** start of Data shown **

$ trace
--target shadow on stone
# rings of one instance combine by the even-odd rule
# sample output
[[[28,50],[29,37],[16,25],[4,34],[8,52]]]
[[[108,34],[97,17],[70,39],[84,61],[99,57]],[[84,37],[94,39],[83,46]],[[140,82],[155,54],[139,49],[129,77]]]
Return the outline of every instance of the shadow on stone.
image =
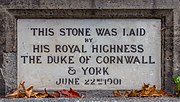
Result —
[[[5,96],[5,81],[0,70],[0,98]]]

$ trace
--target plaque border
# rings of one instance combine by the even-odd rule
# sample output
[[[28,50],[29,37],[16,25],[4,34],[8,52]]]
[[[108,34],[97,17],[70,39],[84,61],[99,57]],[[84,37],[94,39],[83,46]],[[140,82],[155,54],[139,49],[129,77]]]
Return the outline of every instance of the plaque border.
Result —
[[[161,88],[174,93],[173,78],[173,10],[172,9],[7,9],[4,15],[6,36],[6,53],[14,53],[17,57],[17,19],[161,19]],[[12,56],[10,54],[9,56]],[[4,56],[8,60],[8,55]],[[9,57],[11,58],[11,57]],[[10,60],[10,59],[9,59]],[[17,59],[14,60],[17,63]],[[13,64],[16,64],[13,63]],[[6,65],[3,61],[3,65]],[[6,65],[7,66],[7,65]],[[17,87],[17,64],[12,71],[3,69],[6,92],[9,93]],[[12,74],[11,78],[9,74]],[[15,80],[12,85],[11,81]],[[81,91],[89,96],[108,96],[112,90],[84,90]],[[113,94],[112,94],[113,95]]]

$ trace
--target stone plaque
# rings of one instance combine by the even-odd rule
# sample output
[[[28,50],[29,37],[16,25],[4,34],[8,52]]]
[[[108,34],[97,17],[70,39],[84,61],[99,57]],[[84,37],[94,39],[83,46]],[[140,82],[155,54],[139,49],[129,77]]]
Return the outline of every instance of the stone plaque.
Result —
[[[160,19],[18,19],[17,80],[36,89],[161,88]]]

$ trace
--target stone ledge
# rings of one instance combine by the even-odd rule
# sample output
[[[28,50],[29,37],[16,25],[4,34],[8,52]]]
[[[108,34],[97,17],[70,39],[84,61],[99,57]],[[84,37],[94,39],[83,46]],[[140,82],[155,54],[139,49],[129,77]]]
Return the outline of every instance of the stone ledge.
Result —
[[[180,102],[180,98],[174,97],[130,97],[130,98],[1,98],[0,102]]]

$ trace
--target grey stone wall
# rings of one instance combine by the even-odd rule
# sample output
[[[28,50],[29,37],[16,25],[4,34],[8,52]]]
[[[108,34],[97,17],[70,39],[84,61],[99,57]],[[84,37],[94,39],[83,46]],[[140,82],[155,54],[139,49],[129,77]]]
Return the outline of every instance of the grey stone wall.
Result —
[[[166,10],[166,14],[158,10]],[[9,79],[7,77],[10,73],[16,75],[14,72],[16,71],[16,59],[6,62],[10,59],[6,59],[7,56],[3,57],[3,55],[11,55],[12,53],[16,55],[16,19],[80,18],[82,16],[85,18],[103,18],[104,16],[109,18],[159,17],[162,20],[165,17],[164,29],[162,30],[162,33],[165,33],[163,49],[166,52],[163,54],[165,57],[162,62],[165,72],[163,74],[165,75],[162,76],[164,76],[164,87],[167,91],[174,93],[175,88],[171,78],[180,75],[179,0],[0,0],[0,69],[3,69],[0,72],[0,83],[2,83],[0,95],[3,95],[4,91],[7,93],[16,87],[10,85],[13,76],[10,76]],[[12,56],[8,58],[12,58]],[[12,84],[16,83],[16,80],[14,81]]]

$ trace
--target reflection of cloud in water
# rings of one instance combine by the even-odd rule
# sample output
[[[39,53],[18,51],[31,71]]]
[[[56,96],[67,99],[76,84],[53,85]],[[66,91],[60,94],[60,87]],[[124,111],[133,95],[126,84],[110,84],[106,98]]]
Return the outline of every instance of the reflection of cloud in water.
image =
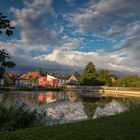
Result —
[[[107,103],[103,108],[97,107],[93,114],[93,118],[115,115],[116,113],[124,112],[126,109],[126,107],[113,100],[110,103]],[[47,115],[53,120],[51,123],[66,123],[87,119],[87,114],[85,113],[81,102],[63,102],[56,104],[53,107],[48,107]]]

** end of Data shown **

### Description of the task
From the records above, pull out each line containing the word "every" and list them in their original order.

### Completed task
Return the outline of every instance of the shadow on stone.
Return the outline of every instance of the plaque border.
Return the outline of every instance of the stone plaque.
Return the outline of every instance of the stone ledge.
Return the outline of every instance of the grey stone wall.
Return the outline of every instance of the reflection of cloud in water.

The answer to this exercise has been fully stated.